* [WHAT TO DO]: Give the lines of the items below as a Markdown table with the columns n and Line, starting at the line that contains "In this exercise you will locate the canoe" and ending at the line that contains "point(479, 474)". Number each row in n, put the line in Line, and leave out blank lines.

___ RECORD LIST ___

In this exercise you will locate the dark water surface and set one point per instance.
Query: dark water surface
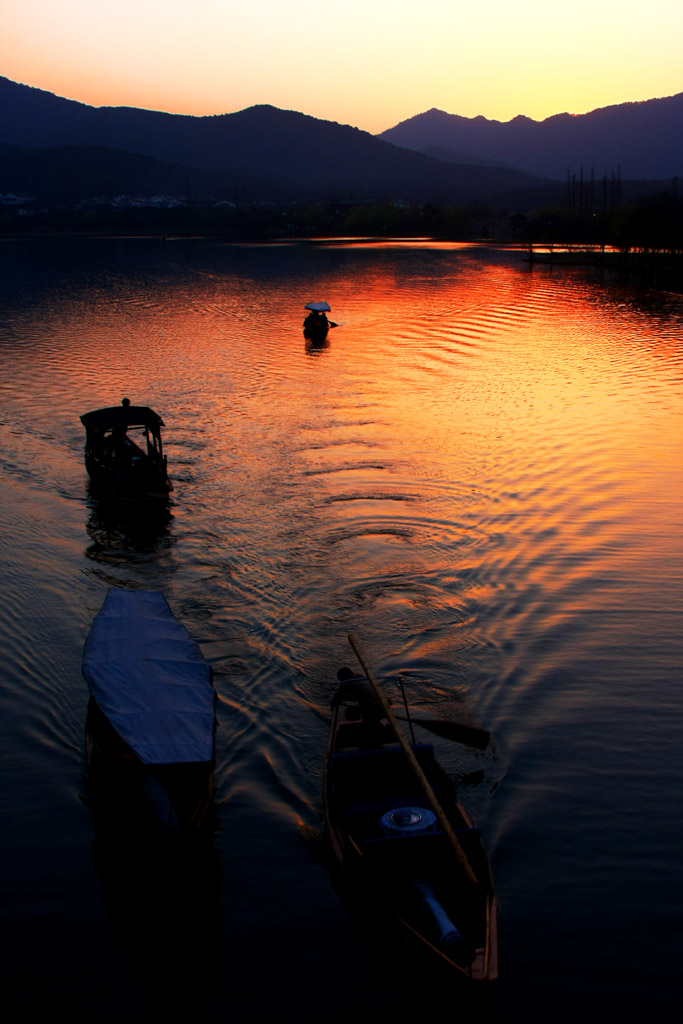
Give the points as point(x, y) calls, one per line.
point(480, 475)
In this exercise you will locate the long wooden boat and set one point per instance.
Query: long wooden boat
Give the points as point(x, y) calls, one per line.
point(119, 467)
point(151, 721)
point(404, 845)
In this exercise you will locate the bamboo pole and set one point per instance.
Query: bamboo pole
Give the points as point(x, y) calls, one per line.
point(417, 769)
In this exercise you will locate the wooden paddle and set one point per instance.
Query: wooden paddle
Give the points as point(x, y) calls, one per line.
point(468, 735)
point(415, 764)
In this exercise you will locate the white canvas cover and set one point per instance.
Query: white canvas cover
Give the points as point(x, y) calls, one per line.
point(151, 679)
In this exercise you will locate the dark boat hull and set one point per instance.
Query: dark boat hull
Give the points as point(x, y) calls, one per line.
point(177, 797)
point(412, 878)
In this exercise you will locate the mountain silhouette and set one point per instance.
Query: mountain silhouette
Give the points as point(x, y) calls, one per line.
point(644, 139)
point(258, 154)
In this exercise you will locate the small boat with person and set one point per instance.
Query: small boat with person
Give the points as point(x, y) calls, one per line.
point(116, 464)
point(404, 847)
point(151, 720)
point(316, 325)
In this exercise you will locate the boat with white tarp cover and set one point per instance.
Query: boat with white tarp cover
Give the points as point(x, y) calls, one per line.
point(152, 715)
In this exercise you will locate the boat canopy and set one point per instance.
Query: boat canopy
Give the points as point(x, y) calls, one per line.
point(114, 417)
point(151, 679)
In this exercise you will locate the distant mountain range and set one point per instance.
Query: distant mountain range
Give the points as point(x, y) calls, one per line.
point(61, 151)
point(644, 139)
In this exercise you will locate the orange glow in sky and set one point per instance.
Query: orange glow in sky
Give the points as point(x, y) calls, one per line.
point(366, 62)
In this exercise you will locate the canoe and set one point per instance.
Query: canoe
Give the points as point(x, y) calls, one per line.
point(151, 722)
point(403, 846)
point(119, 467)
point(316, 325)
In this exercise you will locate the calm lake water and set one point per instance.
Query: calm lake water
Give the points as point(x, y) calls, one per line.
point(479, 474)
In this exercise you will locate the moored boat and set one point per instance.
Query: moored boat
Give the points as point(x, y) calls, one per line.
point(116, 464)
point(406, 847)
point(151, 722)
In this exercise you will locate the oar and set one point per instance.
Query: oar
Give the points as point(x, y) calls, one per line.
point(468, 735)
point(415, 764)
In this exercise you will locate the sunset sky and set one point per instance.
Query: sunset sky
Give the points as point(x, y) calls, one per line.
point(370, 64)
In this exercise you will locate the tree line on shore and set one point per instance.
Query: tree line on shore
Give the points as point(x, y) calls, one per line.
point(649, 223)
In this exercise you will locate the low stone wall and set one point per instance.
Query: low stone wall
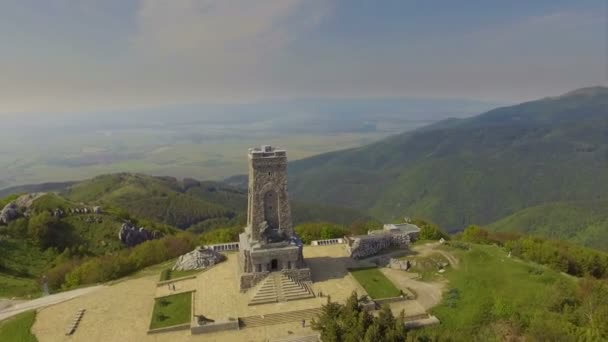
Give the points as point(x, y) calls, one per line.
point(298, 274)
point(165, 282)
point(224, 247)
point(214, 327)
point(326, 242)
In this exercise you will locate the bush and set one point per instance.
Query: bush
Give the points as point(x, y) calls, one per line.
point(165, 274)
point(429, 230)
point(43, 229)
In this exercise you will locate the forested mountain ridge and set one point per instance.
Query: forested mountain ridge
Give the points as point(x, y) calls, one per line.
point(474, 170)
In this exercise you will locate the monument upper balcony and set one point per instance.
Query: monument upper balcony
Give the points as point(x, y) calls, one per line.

___
___ RECORD LIST ___

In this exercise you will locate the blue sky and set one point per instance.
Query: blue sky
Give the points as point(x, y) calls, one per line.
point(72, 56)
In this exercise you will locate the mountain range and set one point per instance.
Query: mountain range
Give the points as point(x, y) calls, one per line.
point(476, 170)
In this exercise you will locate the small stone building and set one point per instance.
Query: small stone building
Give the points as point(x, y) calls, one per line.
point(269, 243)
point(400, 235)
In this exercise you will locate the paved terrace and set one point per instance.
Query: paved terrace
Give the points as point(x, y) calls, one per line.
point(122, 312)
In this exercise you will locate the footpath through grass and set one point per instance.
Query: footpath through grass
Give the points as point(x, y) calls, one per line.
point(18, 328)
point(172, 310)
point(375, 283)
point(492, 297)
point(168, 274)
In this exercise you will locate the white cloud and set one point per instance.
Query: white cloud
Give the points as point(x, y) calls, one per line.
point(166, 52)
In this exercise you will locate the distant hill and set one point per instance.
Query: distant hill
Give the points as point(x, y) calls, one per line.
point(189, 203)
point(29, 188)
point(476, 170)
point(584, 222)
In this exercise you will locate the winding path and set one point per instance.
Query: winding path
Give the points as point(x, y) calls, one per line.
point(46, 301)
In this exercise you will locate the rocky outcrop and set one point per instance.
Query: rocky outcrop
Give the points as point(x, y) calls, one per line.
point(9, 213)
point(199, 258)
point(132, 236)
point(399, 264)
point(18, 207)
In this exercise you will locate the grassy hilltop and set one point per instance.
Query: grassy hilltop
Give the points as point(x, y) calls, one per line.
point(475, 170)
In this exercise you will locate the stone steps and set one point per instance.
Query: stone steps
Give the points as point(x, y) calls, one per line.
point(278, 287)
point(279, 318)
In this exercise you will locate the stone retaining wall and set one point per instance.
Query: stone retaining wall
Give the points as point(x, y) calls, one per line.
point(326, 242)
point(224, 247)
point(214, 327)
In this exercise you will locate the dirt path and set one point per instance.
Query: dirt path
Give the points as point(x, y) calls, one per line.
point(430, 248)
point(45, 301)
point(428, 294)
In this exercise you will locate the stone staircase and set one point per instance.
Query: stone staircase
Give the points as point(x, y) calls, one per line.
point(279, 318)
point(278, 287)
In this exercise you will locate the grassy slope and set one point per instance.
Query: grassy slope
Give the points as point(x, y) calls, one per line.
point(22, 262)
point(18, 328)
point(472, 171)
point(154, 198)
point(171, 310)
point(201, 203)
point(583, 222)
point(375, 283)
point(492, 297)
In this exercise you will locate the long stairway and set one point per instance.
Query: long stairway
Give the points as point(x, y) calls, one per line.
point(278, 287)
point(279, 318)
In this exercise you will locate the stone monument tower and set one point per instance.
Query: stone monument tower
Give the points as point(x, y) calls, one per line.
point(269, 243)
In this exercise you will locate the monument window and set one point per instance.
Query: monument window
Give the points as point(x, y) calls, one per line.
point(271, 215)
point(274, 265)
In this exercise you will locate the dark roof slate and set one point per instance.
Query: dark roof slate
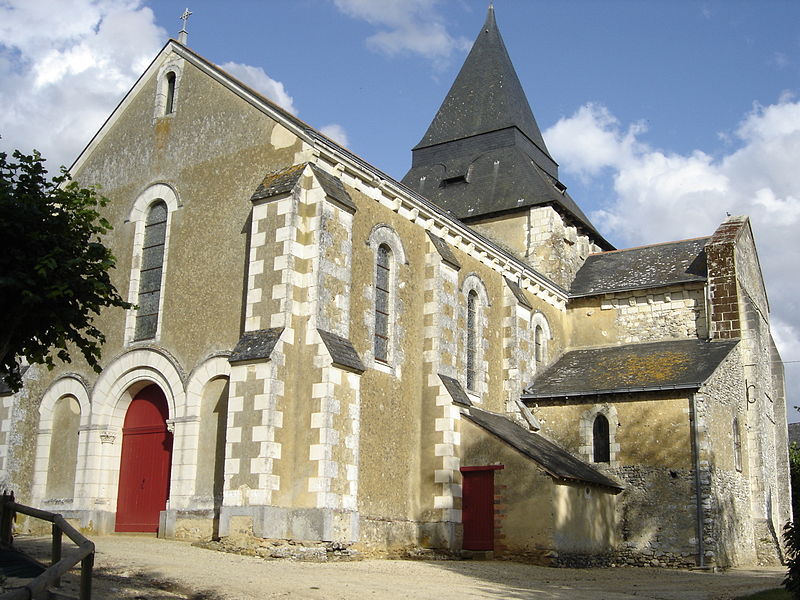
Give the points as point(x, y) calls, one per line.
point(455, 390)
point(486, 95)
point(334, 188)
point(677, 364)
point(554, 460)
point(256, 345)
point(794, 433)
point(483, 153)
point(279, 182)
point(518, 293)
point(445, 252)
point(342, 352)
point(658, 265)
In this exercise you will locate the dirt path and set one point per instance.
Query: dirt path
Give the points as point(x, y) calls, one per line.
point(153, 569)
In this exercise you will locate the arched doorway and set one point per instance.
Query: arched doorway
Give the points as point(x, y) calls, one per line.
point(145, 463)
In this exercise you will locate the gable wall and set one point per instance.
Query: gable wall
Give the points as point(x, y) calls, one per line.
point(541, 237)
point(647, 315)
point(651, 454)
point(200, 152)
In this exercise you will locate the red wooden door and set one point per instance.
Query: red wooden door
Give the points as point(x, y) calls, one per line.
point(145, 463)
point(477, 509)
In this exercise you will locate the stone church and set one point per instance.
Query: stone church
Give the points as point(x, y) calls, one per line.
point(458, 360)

___

* [SOLUTION]:
| n | Line |
|---|---|
| 1 | In this exercise you will locate the canoe and set one point per instance. |
| 2 | Query: canoe |
| 3 | Give the points as point(x, y) calls, one per line. |
| 4 | point(151, 722) |
| 5 | point(403, 846) |
| 6 | point(119, 467) |
| 7 | point(316, 325) |
| 8 | In this exercise you will locate the calm lake water and set one point per instance. |
| 9 | Query: calm lake water |
| 10 | Give the points as point(x, y) calls, one per line. |
| 11 | point(479, 474) |